[Collected data]
......

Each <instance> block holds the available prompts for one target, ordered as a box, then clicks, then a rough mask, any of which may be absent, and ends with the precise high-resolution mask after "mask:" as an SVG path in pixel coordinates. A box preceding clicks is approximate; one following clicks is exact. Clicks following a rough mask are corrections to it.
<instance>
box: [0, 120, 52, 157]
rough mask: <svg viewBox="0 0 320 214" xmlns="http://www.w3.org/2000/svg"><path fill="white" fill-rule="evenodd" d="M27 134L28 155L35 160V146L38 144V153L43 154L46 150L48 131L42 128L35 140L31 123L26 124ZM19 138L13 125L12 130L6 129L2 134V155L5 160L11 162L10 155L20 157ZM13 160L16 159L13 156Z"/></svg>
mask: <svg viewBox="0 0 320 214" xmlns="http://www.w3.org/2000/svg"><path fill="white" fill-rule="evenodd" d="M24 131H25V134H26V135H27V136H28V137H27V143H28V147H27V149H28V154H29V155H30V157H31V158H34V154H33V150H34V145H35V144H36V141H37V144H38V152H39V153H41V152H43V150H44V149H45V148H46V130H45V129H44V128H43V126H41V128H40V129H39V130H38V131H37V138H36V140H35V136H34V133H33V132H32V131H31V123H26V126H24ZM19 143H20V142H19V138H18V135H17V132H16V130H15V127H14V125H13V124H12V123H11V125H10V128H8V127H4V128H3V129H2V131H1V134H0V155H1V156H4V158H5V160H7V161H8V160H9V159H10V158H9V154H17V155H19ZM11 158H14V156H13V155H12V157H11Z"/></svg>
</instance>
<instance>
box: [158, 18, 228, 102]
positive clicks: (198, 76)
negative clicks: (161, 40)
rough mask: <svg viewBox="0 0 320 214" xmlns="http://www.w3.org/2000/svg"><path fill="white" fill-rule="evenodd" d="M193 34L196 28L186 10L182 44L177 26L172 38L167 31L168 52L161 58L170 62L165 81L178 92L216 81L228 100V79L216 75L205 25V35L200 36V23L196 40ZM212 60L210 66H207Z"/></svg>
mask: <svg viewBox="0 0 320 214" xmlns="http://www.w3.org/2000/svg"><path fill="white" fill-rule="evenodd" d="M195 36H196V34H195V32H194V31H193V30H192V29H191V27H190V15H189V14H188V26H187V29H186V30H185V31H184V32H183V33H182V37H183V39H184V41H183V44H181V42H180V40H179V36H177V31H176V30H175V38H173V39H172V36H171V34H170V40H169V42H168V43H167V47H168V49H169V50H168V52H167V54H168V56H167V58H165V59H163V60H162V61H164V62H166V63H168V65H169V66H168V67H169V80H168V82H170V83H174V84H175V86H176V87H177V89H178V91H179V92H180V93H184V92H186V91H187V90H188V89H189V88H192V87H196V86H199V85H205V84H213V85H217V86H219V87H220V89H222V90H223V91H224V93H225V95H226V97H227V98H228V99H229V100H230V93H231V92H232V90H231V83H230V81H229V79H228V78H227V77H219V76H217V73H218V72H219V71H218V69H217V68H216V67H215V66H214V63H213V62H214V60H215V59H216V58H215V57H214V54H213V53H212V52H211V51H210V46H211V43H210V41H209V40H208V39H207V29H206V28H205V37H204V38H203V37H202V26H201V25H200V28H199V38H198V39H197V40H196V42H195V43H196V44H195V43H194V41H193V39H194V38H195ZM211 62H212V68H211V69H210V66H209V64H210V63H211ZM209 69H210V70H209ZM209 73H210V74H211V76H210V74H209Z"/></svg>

......

**Work instructions**
Please make an exact copy of the entries, down to the last character.

**Response to the exercise**
Each <instance> block holds the available prompts for one target, ordered as a box, then clicks, then a rough mask, any of which may be absent, and ends with the precise high-resolution mask after "mask:" as an SVG path in pixel coordinates. A box preceding clicks is approximate; one following clicks is exact. Clicks following a rough mask are corrections to it.
<instance>
box: [0, 120, 52, 157]
rough mask: <svg viewBox="0 0 320 214" xmlns="http://www.w3.org/2000/svg"><path fill="white" fill-rule="evenodd" d="M27 134L28 155L35 160V146L38 144V153L43 154L46 150L48 131L42 128L35 140L31 123L26 124ZM19 138L13 125L12 130L6 129L2 134V155L5 160L11 162L10 155L20 157ZM13 160L16 159L13 156Z"/></svg>
mask: <svg viewBox="0 0 320 214" xmlns="http://www.w3.org/2000/svg"><path fill="white" fill-rule="evenodd" d="M24 131H25V134H26V135H27V136H28V137H27V143H28V147H27V149H28V154H29V155H30V157H31V158H34V154H33V150H34V145H35V144H36V141H37V144H38V152H39V153H41V152H43V150H44V149H45V148H46V130H45V129H44V128H43V126H41V128H40V129H39V130H38V131H37V138H36V140H35V136H34V133H33V132H32V131H31V123H26V126H24ZM19 143H20V142H19V138H18V135H17V132H16V130H15V127H14V125H13V124H12V123H11V125H10V128H8V127H4V128H3V129H2V131H1V134H0V155H1V156H4V158H5V160H7V161H8V160H9V159H10V158H9V154H17V155H19ZM11 158H14V156H13V155H12V157H11Z"/></svg>
</instance>
<instance>
box: [158, 18, 228, 102]
positive clicks: (198, 76)
negative clicks: (161, 40)
rough mask: <svg viewBox="0 0 320 214" xmlns="http://www.w3.org/2000/svg"><path fill="white" fill-rule="evenodd" d="M193 34L196 28L186 10L182 44L177 26L172 38L167 31L168 52L161 58L170 62L165 81L178 92L216 81L228 100V79L216 75L205 25V35L200 36V23L196 40ZM212 60L210 66H207Z"/></svg>
mask: <svg viewBox="0 0 320 214" xmlns="http://www.w3.org/2000/svg"><path fill="white" fill-rule="evenodd" d="M195 36H196V34H195V32H194V31H193V30H192V29H191V27H190V15H189V14H188V26H187V29H186V30H185V31H184V32H183V33H182V37H183V39H184V41H183V44H181V42H180V40H179V36H177V31H176V30H175V38H173V39H172V36H171V34H170V40H169V42H168V43H167V47H168V49H169V50H168V52H167V54H168V56H167V58H165V59H163V60H162V61H164V62H166V63H168V65H169V66H168V67H169V80H168V82H170V83H174V84H175V86H176V87H177V89H178V91H179V92H180V93H184V92H186V91H187V90H188V89H189V88H192V87H196V86H199V85H205V84H213V85H217V86H219V87H220V89H222V90H223V91H224V93H225V95H226V97H227V98H228V99H229V100H230V93H231V92H232V90H231V83H230V81H229V79H228V78H227V77H219V76H217V73H218V72H219V71H218V69H217V68H216V67H215V66H214V63H213V62H214V60H215V59H216V58H215V57H214V54H213V53H212V52H211V51H210V46H211V43H210V41H209V40H208V39H207V29H206V28H205V37H204V38H203V37H202V26H201V25H200V28H199V38H198V39H197V40H196V42H195V43H196V44H195V43H194V41H193V39H194V38H195ZM211 62H212V68H211V69H210V66H209V64H210V63H211ZM209 69H210V70H209ZM209 73H210V74H211V76H210V74H209Z"/></svg>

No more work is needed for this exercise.